▶ **YOUR INSTRUCTIONS**:
Check every line of the material below, and show those that contain "window".
---*---
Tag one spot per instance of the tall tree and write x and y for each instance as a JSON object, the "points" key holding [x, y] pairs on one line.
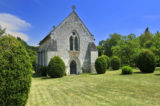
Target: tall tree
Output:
{"points": [[146, 38], [112, 41], [2, 31]]}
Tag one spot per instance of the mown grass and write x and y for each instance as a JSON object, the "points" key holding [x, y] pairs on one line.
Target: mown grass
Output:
{"points": [[107, 89]]}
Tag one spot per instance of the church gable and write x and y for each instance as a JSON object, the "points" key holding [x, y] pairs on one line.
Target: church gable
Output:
{"points": [[73, 42]]}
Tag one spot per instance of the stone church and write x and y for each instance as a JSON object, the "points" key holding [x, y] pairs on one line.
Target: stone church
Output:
{"points": [[73, 42]]}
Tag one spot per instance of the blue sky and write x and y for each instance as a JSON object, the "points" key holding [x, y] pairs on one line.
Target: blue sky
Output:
{"points": [[34, 19]]}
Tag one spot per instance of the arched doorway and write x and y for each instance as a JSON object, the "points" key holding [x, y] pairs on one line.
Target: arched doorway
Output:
{"points": [[73, 67]]}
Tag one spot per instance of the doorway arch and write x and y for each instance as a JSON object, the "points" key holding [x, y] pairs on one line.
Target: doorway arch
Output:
{"points": [[73, 67]]}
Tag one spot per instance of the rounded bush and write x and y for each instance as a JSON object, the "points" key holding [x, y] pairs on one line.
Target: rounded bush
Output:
{"points": [[107, 60], [56, 67], [100, 65], [146, 61], [115, 63], [15, 72], [43, 70], [127, 70]]}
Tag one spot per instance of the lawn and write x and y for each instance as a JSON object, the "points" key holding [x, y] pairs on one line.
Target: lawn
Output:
{"points": [[111, 88]]}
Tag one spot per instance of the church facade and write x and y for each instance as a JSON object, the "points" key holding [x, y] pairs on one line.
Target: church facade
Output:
{"points": [[73, 42]]}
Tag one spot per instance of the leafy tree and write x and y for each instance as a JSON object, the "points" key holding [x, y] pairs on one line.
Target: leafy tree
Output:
{"points": [[156, 48], [100, 50], [2, 31], [112, 41], [15, 72], [147, 36], [127, 50]]}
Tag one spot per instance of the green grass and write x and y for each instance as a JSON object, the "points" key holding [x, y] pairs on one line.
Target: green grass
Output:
{"points": [[111, 88]]}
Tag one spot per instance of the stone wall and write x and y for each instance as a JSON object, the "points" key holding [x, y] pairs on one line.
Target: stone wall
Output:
{"points": [[62, 34]]}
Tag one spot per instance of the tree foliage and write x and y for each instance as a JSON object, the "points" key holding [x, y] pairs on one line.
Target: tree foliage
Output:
{"points": [[15, 72], [146, 61], [127, 48], [2, 31]]}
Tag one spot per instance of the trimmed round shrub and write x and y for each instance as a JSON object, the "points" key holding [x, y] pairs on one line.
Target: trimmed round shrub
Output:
{"points": [[115, 63], [56, 67], [127, 70], [146, 61], [107, 60], [15, 72], [43, 70], [100, 65]]}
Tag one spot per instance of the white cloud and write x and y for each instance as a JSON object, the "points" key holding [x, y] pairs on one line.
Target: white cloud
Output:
{"points": [[14, 25]]}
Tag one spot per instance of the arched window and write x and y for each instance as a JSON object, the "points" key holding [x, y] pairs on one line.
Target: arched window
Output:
{"points": [[71, 43], [76, 43]]}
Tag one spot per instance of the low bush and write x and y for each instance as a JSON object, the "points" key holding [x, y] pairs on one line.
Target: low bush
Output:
{"points": [[146, 61], [107, 60], [15, 72], [127, 70], [115, 63], [43, 70], [56, 67], [100, 65]]}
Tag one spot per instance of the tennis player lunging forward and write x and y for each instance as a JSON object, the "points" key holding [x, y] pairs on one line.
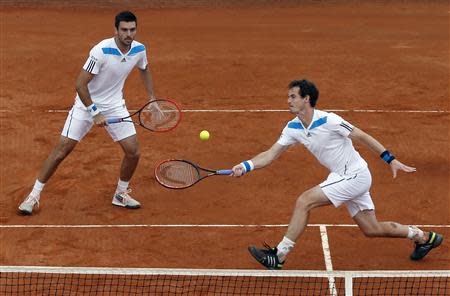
---*---
▶ **ANSWER BOX**:
Tag one spot per instance of the arched window and write x and y for each instance as a JSON object, the "points" key holding [x, y] pairs on one line.
Target: arched window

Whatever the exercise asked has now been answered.